Exercise brief: For the records that follow, please set down exactly the lines between the one holding "Query: curved grass blade" and the one holding "206, row 365.", inclusive, and only those.

***** Supplied data *****

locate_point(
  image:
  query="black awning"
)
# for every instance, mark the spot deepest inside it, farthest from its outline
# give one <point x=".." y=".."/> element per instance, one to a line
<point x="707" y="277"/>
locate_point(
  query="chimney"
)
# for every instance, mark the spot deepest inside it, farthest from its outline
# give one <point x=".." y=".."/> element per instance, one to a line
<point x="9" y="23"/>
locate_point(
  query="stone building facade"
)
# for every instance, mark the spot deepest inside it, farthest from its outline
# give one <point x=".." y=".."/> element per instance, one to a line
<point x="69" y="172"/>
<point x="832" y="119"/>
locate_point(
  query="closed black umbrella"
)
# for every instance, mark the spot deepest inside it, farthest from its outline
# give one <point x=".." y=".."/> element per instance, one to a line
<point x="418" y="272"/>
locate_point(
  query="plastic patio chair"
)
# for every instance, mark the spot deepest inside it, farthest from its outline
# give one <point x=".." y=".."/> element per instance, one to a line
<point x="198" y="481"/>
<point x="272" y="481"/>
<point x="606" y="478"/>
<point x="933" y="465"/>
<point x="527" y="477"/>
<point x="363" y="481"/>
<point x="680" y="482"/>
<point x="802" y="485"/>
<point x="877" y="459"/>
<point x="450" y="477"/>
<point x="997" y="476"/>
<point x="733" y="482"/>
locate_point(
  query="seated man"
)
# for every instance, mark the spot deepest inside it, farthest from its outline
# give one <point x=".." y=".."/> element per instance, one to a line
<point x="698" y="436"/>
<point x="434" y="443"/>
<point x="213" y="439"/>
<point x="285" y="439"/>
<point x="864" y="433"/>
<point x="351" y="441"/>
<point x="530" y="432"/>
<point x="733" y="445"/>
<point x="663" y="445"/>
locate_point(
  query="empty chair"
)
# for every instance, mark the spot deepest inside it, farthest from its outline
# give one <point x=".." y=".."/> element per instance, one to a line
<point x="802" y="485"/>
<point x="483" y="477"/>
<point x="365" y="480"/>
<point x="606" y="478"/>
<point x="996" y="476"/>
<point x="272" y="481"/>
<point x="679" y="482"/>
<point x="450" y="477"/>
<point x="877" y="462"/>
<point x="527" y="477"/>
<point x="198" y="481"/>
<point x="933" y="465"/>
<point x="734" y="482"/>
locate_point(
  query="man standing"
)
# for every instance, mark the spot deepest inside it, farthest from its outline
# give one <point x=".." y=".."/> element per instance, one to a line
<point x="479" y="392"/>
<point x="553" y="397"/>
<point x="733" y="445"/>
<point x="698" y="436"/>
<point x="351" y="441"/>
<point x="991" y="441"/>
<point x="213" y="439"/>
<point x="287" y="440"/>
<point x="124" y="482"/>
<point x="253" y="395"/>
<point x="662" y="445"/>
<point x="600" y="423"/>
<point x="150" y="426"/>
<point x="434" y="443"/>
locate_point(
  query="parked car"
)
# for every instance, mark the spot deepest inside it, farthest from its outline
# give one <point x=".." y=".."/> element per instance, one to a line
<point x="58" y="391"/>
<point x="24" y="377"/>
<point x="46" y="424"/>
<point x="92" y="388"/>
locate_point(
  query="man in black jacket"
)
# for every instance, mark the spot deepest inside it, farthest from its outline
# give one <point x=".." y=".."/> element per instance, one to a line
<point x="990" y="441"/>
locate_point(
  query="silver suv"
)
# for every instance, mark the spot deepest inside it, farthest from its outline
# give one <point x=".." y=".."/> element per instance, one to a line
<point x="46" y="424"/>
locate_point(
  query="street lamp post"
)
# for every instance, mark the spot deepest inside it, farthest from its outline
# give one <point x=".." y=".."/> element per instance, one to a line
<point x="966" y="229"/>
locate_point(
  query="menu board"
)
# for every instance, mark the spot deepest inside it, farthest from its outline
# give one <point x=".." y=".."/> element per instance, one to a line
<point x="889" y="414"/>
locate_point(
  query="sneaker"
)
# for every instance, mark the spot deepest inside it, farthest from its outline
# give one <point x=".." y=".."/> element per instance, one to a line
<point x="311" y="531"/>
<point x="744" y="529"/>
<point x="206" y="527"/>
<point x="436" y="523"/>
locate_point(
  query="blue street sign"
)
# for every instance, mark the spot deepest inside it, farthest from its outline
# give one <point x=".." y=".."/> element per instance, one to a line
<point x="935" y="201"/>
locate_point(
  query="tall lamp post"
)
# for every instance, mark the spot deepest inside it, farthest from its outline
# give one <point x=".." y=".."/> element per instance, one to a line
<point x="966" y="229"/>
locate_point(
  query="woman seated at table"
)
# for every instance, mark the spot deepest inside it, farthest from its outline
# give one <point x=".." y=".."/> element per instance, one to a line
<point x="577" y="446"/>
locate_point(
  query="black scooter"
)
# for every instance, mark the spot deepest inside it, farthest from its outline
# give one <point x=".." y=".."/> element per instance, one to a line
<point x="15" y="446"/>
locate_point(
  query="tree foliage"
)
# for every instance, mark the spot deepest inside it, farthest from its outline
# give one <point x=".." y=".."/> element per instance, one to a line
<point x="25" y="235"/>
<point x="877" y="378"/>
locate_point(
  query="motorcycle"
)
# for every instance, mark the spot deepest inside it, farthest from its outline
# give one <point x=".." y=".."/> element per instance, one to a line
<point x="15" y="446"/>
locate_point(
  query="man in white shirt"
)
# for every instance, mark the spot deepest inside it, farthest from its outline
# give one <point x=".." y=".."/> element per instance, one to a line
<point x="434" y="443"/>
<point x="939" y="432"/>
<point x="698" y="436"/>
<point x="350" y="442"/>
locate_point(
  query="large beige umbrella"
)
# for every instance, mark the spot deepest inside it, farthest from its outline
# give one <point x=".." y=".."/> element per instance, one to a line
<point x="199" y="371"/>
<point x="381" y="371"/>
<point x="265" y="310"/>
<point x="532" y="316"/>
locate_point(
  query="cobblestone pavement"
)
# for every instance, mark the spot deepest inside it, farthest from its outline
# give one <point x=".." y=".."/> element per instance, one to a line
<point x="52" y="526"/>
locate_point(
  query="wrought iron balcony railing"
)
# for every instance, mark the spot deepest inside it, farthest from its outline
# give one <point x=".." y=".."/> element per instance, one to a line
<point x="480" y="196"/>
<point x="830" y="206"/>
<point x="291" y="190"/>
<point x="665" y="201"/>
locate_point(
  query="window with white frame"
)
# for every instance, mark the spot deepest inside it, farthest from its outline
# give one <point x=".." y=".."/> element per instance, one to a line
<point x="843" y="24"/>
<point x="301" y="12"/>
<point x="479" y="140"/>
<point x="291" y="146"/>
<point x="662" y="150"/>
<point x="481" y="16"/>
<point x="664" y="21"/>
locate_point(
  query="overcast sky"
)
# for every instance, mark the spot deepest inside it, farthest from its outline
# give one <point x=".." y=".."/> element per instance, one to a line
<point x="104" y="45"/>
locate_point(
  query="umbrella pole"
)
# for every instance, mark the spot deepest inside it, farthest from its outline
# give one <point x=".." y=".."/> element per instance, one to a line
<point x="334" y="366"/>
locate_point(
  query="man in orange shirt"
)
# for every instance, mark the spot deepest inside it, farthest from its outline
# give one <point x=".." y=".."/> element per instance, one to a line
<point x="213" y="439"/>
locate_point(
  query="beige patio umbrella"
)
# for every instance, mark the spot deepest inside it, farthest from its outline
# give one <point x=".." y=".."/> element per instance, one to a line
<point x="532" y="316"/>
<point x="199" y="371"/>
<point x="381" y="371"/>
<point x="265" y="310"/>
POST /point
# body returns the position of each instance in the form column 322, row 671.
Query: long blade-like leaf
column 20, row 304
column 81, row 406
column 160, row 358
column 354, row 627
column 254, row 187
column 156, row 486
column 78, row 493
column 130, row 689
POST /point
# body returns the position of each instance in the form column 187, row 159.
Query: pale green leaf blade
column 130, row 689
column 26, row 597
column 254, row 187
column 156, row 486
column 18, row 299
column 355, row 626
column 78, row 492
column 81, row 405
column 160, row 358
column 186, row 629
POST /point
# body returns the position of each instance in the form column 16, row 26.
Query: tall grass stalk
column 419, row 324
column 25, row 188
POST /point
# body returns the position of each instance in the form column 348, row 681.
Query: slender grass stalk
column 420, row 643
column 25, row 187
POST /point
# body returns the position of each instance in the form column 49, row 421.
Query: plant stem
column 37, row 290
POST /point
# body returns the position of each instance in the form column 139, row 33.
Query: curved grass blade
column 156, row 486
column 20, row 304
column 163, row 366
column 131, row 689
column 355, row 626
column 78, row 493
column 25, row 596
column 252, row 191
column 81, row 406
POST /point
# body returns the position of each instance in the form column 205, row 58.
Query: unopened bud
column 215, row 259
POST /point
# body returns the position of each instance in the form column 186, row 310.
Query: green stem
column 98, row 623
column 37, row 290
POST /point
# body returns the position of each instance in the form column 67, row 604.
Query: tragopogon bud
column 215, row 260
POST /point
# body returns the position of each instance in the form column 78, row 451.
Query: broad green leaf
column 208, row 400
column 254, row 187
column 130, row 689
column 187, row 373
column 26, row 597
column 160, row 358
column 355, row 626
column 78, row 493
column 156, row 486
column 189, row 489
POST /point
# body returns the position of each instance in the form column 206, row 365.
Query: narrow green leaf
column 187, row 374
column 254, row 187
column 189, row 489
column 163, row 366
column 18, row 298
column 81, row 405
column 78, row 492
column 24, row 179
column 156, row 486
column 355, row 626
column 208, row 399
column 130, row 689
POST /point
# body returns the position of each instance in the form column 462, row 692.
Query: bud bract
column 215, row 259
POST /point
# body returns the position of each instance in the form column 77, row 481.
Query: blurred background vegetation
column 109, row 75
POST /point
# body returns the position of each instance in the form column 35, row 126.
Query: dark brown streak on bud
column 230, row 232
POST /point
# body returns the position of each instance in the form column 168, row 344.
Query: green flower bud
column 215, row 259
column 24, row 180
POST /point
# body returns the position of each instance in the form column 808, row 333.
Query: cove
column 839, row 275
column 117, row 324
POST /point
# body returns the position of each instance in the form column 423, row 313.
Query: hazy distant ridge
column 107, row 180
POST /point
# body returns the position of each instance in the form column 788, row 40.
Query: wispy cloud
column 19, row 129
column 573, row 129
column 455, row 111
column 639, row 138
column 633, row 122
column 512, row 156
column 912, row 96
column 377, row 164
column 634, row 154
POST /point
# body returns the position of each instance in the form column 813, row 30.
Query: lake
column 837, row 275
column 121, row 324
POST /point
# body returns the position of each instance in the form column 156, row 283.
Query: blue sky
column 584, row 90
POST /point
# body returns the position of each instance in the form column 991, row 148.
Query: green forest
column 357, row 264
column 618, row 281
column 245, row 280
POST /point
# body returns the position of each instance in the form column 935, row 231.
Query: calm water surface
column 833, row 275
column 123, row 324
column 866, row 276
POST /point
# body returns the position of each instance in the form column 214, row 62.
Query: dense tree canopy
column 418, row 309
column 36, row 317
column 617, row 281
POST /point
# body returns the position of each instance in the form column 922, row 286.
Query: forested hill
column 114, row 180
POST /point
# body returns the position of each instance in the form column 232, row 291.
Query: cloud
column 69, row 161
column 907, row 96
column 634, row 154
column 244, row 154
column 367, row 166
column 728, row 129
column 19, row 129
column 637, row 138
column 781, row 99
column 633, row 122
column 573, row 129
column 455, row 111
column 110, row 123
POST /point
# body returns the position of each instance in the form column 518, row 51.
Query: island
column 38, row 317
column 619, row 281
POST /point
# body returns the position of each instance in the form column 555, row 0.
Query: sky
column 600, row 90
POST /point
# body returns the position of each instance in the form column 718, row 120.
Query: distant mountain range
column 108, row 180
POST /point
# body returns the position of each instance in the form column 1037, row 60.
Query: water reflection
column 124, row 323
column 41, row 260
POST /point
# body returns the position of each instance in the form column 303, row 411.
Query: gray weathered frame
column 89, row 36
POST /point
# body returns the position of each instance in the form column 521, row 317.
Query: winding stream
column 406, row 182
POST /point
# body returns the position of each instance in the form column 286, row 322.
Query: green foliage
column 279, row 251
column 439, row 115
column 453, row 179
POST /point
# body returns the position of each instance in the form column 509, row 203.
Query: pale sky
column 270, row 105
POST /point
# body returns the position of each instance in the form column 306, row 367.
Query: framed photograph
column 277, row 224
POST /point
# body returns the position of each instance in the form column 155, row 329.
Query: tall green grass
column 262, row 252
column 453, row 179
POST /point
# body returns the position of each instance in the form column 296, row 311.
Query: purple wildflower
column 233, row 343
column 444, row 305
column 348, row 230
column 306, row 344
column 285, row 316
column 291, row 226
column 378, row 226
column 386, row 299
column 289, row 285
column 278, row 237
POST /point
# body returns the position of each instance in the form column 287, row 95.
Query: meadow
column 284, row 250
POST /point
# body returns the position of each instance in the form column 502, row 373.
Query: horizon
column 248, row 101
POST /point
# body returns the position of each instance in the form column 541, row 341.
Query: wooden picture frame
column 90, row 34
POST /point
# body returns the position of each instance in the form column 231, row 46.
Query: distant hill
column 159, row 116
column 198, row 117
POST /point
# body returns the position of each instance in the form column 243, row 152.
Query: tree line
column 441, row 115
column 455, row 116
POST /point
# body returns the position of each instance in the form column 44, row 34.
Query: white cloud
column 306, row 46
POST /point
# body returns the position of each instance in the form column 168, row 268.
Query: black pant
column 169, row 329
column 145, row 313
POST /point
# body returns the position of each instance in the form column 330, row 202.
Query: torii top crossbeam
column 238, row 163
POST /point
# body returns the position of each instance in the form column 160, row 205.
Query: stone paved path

*****

Result:
Query: curved grass blade
column 156, row 486
column 20, row 304
column 163, row 366
column 131, row 689
column 355, row 626
column 78, row 493
column 25, row 596
column 252, row 191
column 81, row 406
POST /point
# body returns the position of each instance in the form column 205, row 58.
Query: unopened bud
column 215, row 259
POST /point
# body returns the position of each instance in the form column 186, row 310.
Query: green stem
column 98, row 623
column 37, row 290
POST /point
# body returns the position of each instance in the form column 67, row 604.
Query: tragopogon bud
column 215, row 260
POST /point
# body returns the position of each instance in the form column 78, row 451.
Query: broad green leaf
column 208, row 400
column 254, row 187
column 130, row 689
column 187, row 373
column 26, row 597
column 160, row 358
column 355, row 626
column 78, row 493
column 156, row 486
column 189, row 489
POST /point
# body returns the position of each instance in the form column 206, row 365.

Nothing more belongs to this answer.